Minnesota History Center Hosts Thought-Provoking Lecture Series
December 7 @ 11:00 am - 12:00 pm
December 7, 11:00 a.m. – 12:00 p.m. Minnesota History Center. $15-$20
This year’s line-up, running from November 2024 through April 2025, features a range of speakers who demonstrate excellence in historical scholarship and showcase the complexity, diversity, and power of our shared American story. This month’s lecture is:
Half American: The Epic Story of African Americans Fighting World War II at Home and Abroad. Matthew Delmont tells the stories of Black military heroes and civil rights icons that fought for a Double Victory: against facism abroad and against racism at home.
Events are offered virtually and in-person at the Minnesota History Center. Individual event tickets: In-person $20, Virtual $15. For series pricing available. MNHS members save 20% and free student rush tickets will be available day-of.
For more information, visit mnhs.org/events/2863.

# Task goal
Copy, word for word, the stretch of the History Center lecture notice from "Events are offered" through "be available day-of.".

# Excerpted data

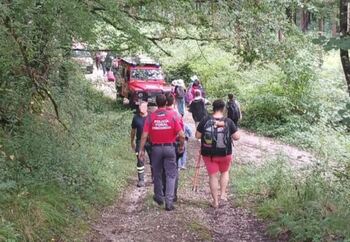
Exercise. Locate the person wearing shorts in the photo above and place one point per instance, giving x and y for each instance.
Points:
(218, 160)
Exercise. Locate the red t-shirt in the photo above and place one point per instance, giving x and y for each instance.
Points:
(162, 126)
(176, 115)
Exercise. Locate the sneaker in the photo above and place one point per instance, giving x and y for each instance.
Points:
(159, 202)
(169, 207)
(140, 183)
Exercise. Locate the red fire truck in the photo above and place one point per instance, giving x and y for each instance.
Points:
(140, 79)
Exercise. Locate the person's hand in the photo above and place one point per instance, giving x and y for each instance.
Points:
(181, 149)
(219, 123)
(142, 155)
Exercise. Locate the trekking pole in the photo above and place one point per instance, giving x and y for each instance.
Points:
(196, 174)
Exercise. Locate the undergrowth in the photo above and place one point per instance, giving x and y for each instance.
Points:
(52, 179)
(300, 103)
(312, 206)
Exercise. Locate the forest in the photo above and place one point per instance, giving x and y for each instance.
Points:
(63, 143)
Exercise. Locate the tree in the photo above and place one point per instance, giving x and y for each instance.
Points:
(344, 31)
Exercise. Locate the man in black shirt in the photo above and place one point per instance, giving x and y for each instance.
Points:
(216, 133)
(136, 130)
(197, 107)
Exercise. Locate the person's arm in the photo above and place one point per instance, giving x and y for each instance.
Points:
(132, 138)
(236, 135)
(200, 128)
(181, 136)
(239, 109)
(142, 145)
(198, 135)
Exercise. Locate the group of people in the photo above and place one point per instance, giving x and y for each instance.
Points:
(163, 134)
(106, 61)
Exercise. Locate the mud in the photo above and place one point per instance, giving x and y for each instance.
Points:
(135, 217)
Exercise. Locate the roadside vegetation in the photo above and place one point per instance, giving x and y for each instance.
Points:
(303, 205)
(63, 145)
(53, 179)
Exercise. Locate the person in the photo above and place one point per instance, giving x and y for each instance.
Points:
(163, 128)
(197, 108)
(98, 60)
(197, 86)
(180, 93)
(233, 109)
(170, 107)
(183, 159)
(136, 131)
(216, 133)
(103, 56)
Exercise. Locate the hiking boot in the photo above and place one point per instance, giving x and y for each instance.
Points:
(159, 202)
(141, 182)
(169, 207)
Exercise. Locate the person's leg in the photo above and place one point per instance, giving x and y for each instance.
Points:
(224, 178)
(214, 188)
(182, 160)
(213, 169)
(157, 163)
(224, 168)
(103, 64)
(140, 167)
(148, 149)
(171, 174)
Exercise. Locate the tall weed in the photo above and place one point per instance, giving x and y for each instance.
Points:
(52, 178)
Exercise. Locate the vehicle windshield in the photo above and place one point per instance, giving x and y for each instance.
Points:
(81, 53)
(147, 74)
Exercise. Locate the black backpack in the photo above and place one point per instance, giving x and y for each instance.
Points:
(215, 140)
(180, 92)
(233, 111)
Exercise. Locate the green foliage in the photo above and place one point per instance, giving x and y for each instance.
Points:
(311, 208)
(51, 178)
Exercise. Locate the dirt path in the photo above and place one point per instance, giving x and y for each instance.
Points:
(135, 217)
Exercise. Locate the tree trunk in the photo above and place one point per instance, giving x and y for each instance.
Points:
(305, 20)
(321, 25)
(344, 54)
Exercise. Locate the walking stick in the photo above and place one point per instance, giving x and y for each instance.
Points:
(196, 174)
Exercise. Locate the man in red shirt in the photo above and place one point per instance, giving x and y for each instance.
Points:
(163, 128)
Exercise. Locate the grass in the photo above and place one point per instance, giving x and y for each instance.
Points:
(312, 207)
(59, 179)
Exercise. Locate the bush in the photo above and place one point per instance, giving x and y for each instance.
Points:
(50, 177)
(306, 207)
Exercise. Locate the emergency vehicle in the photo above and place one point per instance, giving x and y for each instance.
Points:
(140, 79)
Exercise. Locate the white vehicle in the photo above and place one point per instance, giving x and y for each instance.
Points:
(84, 59)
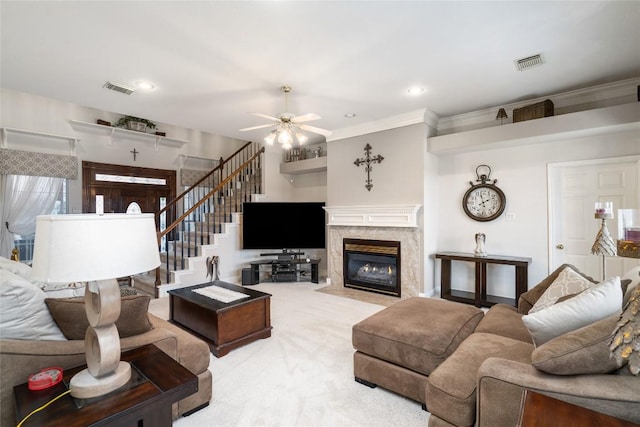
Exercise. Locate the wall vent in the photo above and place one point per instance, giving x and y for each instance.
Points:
(528, 62)
(118, 88)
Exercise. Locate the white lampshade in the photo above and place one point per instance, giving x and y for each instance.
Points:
(87, 247)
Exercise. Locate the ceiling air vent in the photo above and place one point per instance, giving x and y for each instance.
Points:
(528, 62)
(118, 88)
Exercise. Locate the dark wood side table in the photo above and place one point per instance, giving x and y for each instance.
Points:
(480, 297)
(159, 382)
(538, 410)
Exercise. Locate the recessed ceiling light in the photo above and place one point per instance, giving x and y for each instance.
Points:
(145, 85)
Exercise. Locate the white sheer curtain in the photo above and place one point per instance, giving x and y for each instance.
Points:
(22, 198)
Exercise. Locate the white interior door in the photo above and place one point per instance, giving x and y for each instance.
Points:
(573, 190)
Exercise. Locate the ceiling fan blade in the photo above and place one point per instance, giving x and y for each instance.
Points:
(256, 127)
(275, 119)
(306, 118)
(315, 130)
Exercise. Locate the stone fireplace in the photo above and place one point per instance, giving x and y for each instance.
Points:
(397, 224)
(372, 265)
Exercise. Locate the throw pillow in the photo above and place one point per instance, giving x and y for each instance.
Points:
(583, 351)
(70, 316)
(23, 313)
(590, 306)
(634, 276)
(529, 298)
(568, 282)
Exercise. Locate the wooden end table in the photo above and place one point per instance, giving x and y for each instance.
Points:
(539, 410)
(224, 326)
(160, 381)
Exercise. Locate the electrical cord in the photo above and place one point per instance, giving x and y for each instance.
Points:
(42, 407)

# Task output
Events are offered virtually and in-person at the Minnesota History Center. Individual event tickets: In-person $20, Virtual $15. For series pricing available. MNHS members save 20% and free student rush tickets will be available day-of.